> [Instructions to follow]
Can you format every one of the records below as a Markdown table with the columns Row and Line, skipping blank lines and giving each remaining line its number in Row and its text in Line?

(A block of data)
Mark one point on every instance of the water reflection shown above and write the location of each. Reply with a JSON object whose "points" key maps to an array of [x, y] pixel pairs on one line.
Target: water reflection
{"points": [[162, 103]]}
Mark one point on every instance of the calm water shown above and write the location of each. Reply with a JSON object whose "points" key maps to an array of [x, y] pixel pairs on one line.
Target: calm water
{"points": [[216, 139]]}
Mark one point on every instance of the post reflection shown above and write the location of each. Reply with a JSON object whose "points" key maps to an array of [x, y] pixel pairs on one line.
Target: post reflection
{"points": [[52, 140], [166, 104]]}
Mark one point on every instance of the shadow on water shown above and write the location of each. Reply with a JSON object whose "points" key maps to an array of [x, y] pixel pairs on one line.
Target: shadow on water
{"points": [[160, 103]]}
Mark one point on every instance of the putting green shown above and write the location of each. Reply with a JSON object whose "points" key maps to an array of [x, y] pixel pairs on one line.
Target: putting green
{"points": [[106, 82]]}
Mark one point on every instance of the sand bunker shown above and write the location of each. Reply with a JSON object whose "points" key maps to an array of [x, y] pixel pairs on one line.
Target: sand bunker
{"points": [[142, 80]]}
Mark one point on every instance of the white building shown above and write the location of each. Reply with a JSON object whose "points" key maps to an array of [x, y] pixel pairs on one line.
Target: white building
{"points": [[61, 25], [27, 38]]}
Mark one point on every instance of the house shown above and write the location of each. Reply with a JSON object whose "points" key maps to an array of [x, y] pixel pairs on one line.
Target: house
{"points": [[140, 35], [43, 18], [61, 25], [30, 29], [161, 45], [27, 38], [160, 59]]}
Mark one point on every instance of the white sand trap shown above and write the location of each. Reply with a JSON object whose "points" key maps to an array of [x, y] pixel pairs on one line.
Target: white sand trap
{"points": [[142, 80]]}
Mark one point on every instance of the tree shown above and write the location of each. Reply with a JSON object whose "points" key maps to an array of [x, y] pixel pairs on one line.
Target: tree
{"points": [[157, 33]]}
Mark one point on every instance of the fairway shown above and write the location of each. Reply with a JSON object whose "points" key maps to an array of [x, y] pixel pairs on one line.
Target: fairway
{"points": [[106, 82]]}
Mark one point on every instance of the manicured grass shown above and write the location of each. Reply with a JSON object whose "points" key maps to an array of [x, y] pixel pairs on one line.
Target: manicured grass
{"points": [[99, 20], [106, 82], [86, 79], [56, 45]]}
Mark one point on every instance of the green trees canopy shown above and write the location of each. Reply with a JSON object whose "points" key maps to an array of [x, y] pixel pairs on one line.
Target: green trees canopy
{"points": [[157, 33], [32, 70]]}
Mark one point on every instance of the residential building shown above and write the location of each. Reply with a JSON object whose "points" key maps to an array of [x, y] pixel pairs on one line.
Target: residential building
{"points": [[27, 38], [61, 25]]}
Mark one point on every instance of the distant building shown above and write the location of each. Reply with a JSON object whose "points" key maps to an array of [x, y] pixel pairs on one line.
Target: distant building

> [Worked answer]
| Row | Line |
|---|---|
| 1 | Mark one point on every instance of the water reflection shown above and write the location of each. Reply with a JSON object whose "points" key maps to an array of [x, y] pixel pairs on one line. |
| 2 | Target: water reflection |
| 3 | {"points": [[162, 103]]} |
| 4 | Mark one point on every instance of the calm water shown above and write the location of each. Reply with a JSON object whose "points" key maps to an array of [x, y] pixel pairs on one line. |
| 5 | Target: calm water |
| 6 | {"points": [[216, 139]]} |
| 7 | Mark one point on every instance of the post reflection shown above and write the location of each. Reply with a JSON object whose "points" key maps to an array of [x, y] pixel pairs on one line. |
| 8 | Target: post reflection |
| 9 | {"points": [[52, 140], [166, 104]]} |
| 10 | Mark one point on every instance of the shadow on water shown above and write the location of each. Reply with a JSON object whose "points" key maps to an array of [x, y] pixel pairs on one line. |
| 11 | Target: shadow on water |
| 12 | {"points": [[160, 103]]} |
| 13 | Mark one point on every instance of the putting green shown above and write the location of each. Reply with a JSON object whose "points" key maps to an array of [x, y] pixel pairs on one line. |
| 14 | Target: putting green |
| 15 | {"points": [[106, 82]]} |
| 16 | Mark one point on every instance of the sand bunker shown above and write the location of each. Reply with a JSON object whose "points" key maps to an array of [x, y] pixel pairs on one line. |
| 17 | Target: sand bunker |
| 18 | {"points": [[142, 80]]} |
| 19 | Mark one point on every instance of the white building shown above and write the location of each. Reply with a JSON object whose "points" key maps to an array of [x, y] pixel pairs on one line. |
| 20 | Target: white building |
| 21 | {"points": [[61, 25], [27, 38]]} |
| 22 | Mark one point on every instance of the house shown above and write the location of each. Reply with a JSON object whose "points" key maps to an array of [x, y] pixel pairs on one line. |
| 23 | Target: house |
| 24 | {"points": [[140, 35], [43, 18], [61, 25], [30, 29], [161, 45], [27, 38], [160, 59]]} |
| 25 | Mark one point on every instance of the white sand trap shown above and write the location of each. Reply with a JSON object whose "points" key maps to an array of [x, y] pixel pairs on one line. |
| 26 | Target: white sand trap |
| 27 | {"points": [[142, 80]]} |
| 28 | Mark one point on every instance of the tree shown above and write the location of each. Reply with a JSON object whose "points" key maps to an array of [x, y] pixel pairs on one line. |
| 29 | Target: tree |
| 30 | {"points": [[157, 33]]} |
| 31 | Mark one point on every instance of the fairway shown above and write the location of each. Reply with a JSON object whose "points" key maps to an array of [x, y] pixel pairs on one line. |
| 32 | Target: fairway |
| 33 | {"points": [[106, 82]]} |
| 34 | Mark one point on every instance of the manicured grass shown above and write the location of each. Reply with a JSON object whose "points" key maps to an array of [x, y] pixel pairs on one line. |
| 35 | Target: manicured grass |
| 36 | {"points": [[99, 20], [106, 82], [86, 79], [56, 45]]} |
| 37 | Mark one point on every instance of the green trees canopy shown above and write the location of each. Reply with a JSON object whose "points" key maps to an array of [x, y] pixel pairs on one line. |
| 38 | Target: green trees canopy |
| 39 | {"points": [[157, 33], [32, 70]]} |
| 40 | Mark one point on every instance of the residential building shown above and write the location of each. Reply with a JSON object whose "points" key maps to an array of [x, y] pixel pairs on one line. |
| 41 | Target: residential building |
| 42 | {"points": [[27, 38], [61, 25]]} |
| 43 | Mark one point on every instance of the distant building shown above and write the location of each. Reply with a JSON object whose "points" key maps to an array of [x, y] pixel pairs on one line. |
| 44 | Target: distant building |